● Quoted passage:
And we've been talking with the airlines and airports over the last while to make sure they are all going to come back to Ireland and come back at the same or greater volume than they did before. I don't think it will be as big in the initial instance as it was, but (we are working) very hard in that space because it's that critical factor for people trying to get home. It then is supporting our industry here at home.

“The Irish tourism industry has a very small number of big players like Aer Lingus and Ryanair and Irish Ferries, but it's actually 20,000 plus small enterprises, mom-and-pop enterprises- the caddies on the golf courses, the guys that bring people out fishing, or  provide the taxi services, the concierge services- there are almost 325,000 people that work in our industry and they’re anxious to get back to work.

So they're the three big things for us, how the consumer feels, how do they get here and how we support our industry to connect with the marketplace. And I think the diaspora, our family of 70 million people around the world are going to be a cornerstone of the economic recovery. I'm very confident.

● Data extract:

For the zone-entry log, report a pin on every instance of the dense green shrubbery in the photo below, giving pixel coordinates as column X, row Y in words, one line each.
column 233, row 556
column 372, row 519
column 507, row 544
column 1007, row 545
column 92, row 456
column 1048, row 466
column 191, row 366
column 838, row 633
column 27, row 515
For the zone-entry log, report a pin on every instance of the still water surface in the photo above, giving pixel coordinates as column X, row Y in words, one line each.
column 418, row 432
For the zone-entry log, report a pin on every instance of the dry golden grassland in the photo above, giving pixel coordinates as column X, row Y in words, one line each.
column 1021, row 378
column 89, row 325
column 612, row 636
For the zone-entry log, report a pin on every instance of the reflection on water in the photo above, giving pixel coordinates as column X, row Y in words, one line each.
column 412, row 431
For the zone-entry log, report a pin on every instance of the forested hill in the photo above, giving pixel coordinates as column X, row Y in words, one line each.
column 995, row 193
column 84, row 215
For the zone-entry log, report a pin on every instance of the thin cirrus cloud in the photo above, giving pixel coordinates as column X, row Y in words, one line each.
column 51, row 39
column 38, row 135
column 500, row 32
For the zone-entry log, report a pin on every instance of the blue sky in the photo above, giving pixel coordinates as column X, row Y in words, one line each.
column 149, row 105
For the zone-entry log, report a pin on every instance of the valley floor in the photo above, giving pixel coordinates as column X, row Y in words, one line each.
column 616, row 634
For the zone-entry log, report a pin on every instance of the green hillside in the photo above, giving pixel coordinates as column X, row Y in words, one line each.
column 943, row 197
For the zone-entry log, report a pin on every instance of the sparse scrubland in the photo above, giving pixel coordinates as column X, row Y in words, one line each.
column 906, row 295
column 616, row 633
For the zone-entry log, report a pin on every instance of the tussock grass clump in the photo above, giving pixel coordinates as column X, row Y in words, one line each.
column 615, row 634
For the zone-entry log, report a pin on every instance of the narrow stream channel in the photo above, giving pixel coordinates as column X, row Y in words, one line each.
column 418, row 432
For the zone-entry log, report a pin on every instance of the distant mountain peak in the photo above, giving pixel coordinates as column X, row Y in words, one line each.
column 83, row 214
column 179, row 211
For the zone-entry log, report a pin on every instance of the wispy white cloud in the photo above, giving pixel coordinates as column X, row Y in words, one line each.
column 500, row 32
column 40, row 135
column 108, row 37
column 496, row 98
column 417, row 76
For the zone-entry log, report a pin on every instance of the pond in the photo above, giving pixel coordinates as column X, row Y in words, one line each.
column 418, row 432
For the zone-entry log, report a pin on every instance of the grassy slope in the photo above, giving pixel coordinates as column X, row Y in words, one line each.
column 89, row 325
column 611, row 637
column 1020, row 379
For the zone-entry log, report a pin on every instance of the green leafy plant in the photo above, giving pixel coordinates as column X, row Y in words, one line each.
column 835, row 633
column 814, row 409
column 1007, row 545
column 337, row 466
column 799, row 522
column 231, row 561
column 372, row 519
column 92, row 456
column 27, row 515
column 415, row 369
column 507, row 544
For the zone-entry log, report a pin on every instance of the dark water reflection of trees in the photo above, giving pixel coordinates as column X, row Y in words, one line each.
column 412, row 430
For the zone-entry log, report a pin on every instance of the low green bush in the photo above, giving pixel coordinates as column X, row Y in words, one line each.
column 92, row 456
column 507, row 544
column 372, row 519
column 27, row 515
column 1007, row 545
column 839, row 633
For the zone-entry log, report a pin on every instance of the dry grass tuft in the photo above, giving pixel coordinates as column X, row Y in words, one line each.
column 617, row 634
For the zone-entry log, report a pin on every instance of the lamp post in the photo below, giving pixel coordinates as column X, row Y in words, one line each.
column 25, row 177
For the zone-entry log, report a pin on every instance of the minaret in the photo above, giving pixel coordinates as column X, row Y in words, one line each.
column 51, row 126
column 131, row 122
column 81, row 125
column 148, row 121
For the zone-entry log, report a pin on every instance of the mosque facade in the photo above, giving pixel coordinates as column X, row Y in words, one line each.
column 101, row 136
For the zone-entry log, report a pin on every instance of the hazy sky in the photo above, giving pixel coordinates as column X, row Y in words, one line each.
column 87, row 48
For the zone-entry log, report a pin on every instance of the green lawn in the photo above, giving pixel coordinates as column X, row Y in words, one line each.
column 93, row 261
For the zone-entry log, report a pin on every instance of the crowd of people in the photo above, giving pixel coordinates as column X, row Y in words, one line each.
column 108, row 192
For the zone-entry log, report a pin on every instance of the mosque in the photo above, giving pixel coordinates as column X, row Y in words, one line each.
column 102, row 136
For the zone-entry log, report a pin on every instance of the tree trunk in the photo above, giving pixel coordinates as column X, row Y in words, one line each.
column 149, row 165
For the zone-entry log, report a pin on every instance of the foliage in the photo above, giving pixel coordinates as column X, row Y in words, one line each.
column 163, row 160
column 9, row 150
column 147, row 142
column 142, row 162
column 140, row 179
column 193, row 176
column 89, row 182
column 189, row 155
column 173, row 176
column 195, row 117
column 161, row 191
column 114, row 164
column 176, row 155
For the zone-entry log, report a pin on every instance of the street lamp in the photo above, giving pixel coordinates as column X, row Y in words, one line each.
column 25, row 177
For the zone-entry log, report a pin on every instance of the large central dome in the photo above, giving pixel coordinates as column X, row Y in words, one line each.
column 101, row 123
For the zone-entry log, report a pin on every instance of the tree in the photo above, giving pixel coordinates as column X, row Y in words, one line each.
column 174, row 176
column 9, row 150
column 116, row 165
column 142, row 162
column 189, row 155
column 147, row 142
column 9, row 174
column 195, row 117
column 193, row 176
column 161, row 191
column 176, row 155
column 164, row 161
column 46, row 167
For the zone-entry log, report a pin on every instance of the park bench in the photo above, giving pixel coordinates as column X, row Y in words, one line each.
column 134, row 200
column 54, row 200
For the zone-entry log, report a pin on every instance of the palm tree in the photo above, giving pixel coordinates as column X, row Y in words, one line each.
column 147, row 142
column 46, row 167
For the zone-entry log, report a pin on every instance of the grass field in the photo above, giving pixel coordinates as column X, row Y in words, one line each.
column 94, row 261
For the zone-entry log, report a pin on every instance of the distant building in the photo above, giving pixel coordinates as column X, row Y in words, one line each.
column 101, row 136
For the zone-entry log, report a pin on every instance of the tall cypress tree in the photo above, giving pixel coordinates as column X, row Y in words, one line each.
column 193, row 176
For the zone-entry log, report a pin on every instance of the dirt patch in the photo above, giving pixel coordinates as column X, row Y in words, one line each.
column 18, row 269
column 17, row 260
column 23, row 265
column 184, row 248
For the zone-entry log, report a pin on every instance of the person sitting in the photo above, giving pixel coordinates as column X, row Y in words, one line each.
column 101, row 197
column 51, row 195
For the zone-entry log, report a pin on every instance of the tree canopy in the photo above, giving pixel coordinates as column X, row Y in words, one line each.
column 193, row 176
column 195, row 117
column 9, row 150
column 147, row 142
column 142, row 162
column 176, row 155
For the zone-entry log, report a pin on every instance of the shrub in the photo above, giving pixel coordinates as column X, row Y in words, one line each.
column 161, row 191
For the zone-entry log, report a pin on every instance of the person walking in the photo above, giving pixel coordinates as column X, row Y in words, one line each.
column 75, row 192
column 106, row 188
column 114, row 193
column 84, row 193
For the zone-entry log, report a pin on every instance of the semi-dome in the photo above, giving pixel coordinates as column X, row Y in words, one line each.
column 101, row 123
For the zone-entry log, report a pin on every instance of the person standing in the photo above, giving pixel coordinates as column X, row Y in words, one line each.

● Exercise brief: Continue the remarks on the recovery of Irish tourism, starting after "I'm very confident."

● Solved problem:
“I’m asked all the time when will we travel again? We don’t expect any recovery now, in the first half of 2021. We'd like to think that things would start recovering in quarter three. And a lot of that's going to come down to two things: first, the speed and success of the vaccine roll out, and secondly, how fast air connectivity gets reestablished. I've no doubt when those two things do get going, that it will start to flow again.”
Currently, the only Boston flights to Ireland land in Dublin, and the popular routes to Shannon were cancelled almost a full year ago. Gibbons was asked about the current airline connections. “The
situation is very fluid at the moment, “ he said. “I was talking with Aer Lingus & Delta the other day, and  Delta (has suspended service) this summer, but I hope will come back in 2022. Aer Lingus has expanded their fleets, they've got five new planes coming in and they have applied for landing rights in Manchester for a transatlantic service. And what's happening there is that they're filling a gap that has been created by the collapse of Virgin Atlantic. Aer Lingus is still very committed (to Ireland)-  I have spoken to some of their board members, and they’re very keen to come back this summer, (but) it's unlikely to be the same as what it was, and we're really looking hopefully to a bigger season in 2022. 

“Norwegian is another airline that's in big, big trouble. It looks like at least some sort of bailout assistance from the Norwegian government. And I'm not sure we’ll see that Cork service coming back- there’s no line of sight right now in relation to a transatlantic service from Cork. I think the priorities will be restoring into Dublin and Shannon in the first instance and Cork would come after that.”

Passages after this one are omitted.